> **Instrução escrita A**: Encontre, entre as linhas que vêm depois do texto sobre a cultura machista, cada uma que contenha a palavra "building" e copie essas linhas inteiras.

A questão cultural é sempre uma questão estrutural. Quando se trata de feminino e masculino, essa estrutura foi construída através de séculos. Por isso, absolutamente todos nós, em algum nível, já reproduzimos reflexos dessa cultura. Fomos criados nela. E podemos transformá-la.

Nenhuma mudança estrutural é fácil. Também não é feita por isenção. É preciso olharmos funda e sinceramente para nós mesmos e identificarmos onde a visão machista ou da cultura do estupro reverbera em nós. Pode ser num detalhe, como na forma como uma mulher se sente bem quando percebe que a nova namorada do seu ex é feia e pensa que ele saiu perdendo. Ou na forma como alguém xinga uma mulher de piranha ou vagabunda quando recebe uma fechada no trânsito, mas xinga um homem de barbeiro, nas mesmas condições. Pode ser ao rir com piadas que denigrem as mulheres, ao repetir chavões machistas como "mulher no volante, perigo constante." Ou em atitudes bem mais evidentes.

Admitir nossa parte em algo que termina por favorecer crimes é um processo difícil. Até porque nós nunca cometeríamos esses crimes. Então nos assusta pensar que temos alguma responsabilidade em sustentar uma cultura que, em última análise, permite e alimenta a existência desses crimes. Somos orgulhosos, tentamos nos preservar.

Por mais difícil que seja, buscarmos nossa própria responsabilidade em reproduzir essa cultura ou em se anular diante dela é o único caminho para a mudança de padrão e consciência. E é preciso irmos juntos. Se o machismo foi gerado por homens, não importa mais. Não importa mais quem, no passado, iniciou o processo. Não adianta absolutamente nada culpar os homens agora. Adianta trazer luz à consciência desses homens e também de todas as mulheres.

Masculino e feminino estão feridos na cultura atual.

Claro que, na prática, as mulheres sofrem mais. Estão mais conectadas com esse sofrimento e são diariamente relembradas, a cada olhar ou cantada que recebem, por exemplo, ou quando há abusos de qualquer espécie. Isso traz medo, descrença, revolta, raiva, dor. São sentimentos válidos e verdadeiros. Mas, se pensarmos num nível acima, estamos todos feridos e desequilibrados em nossa essência. Precisamos que mulheres se unam, sim. Mas precisamos, também, que homens e mulheres se unam, em vez de se tratarem como rivais.

Este é o tempo da escuta. Os homens têm muito a aprender, se deixarem o orgulho de lado e escutarem, com seus corações, as mulheres. As mulheres têm muito a ensinar, se conseguirem deixar a raiva e a revolta de lado e focarem em ajudar os homens a entender. É difícil, porque há muita dor por parte das mulheres. É difícil, porque há orgulho por parte de muitos homens, porque foram criados para ser os que sabem e podem tudo, a desvalorizar sentimentos, e as ideias e palavras das mulheres. E, se eles não ocuparem essa posição daquele ser que sabe tudo e aguenta tudo e decide tudo, que lugar irão ocupar? Toda reestruturação assusta. Assusta abrir mão do chão que temos, por pior que seja, pois nos dá a segurança de já o conhecermos.

> **Instrução escrita B**: Transcreva, sem mudar nada, a parte do texto sobre a cultura machista que começa nas palavras "A questão cultural" e vai até "E podemos transformá-la.", incluindo essas palavras.

> **Seção de dados**:
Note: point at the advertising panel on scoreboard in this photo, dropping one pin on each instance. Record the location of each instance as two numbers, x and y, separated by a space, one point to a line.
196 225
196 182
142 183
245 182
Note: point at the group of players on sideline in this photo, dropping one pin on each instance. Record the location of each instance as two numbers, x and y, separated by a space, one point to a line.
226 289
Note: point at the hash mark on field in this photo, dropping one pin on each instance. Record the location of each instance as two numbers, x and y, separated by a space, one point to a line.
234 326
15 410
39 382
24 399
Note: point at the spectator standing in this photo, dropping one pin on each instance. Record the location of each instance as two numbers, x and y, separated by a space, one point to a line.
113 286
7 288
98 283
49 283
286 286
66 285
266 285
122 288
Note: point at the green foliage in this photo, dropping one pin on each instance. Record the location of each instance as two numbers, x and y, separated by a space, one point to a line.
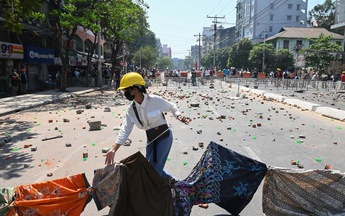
282 59
256 55
14 12
322 15
321 52
239 54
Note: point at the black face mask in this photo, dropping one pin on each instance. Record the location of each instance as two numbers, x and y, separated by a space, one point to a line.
128 95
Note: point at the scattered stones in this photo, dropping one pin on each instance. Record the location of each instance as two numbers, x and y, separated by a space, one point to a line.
79 111
128 142
27 145
300 166
328 167
105 150
107 109
94 125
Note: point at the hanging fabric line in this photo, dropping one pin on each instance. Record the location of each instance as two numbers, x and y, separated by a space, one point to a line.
221 176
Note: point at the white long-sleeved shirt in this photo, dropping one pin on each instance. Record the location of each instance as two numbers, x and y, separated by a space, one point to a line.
150 114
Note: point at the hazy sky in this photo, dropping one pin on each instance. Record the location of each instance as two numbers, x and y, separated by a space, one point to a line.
175 22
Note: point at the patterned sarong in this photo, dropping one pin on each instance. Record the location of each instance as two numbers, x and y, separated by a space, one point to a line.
303 192
7 196
223 177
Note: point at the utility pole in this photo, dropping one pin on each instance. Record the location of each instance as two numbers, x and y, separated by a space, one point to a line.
264 52
199 57
215 36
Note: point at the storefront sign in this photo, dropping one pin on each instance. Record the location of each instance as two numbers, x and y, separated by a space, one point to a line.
38 55
11 51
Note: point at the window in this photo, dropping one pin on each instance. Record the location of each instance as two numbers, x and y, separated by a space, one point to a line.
297 18
286 44
298 7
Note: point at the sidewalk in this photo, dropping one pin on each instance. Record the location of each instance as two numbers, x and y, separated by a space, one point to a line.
18 103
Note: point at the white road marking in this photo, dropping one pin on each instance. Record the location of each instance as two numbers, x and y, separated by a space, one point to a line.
43 177
252 153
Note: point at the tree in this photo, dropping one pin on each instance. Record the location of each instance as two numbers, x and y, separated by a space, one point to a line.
239 54
222 57
146 56
283 59
188 62
321 52
322 15
256 55
64 19
122 22
14 12
164 62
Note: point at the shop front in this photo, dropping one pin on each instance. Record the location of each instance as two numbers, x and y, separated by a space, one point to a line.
37 60
11 57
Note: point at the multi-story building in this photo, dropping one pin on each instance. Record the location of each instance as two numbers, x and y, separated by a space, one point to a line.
339 22
166 50
259 19
207 40
226 37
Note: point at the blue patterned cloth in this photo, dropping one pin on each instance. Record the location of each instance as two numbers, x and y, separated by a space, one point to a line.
223 177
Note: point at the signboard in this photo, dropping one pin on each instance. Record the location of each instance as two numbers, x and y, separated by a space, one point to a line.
38 55
11 51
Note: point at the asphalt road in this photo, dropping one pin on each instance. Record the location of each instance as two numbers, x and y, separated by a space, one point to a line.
276 142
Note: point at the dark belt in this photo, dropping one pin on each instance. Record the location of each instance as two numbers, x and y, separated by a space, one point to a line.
156 134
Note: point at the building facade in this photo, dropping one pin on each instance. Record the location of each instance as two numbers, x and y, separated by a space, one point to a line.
257 19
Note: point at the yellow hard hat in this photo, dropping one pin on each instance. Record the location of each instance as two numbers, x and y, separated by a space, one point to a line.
130 79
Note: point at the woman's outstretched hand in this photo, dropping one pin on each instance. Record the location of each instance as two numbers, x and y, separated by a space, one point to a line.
184 119
110 155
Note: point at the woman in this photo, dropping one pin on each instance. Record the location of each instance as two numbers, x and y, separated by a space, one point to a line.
146 112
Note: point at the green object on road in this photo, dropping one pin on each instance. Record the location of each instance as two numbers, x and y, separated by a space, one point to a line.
15 149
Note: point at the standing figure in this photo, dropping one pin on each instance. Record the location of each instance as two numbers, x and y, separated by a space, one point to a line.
147 113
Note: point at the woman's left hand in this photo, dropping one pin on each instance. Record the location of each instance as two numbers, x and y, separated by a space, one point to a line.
183 119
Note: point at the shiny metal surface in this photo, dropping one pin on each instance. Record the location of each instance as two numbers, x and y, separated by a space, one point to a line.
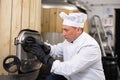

> **Resposta resolvida A**:
Note: point at the multi-story building in this photo, dropping one pin on each instance. Record the location of each instance as two numbers, x and y, separated by a space, one point to a line.
Note: point at the building facade in this photo, dropping one pin on each instance. Record the location of each instance as two numbers, x and y, separated by a space, one point to a line.

> **Resposta resolvida B**:
A questão cultural é sempre uma questão estrutural. Quando se trata de feminino e masculino, essa estrutura foi construída através de séculos. Por isso, absolutamente todos nós, em algum nível, já reproduzimos reflexos dessa cultura. Fomos criados nela. E podemos transformá-la.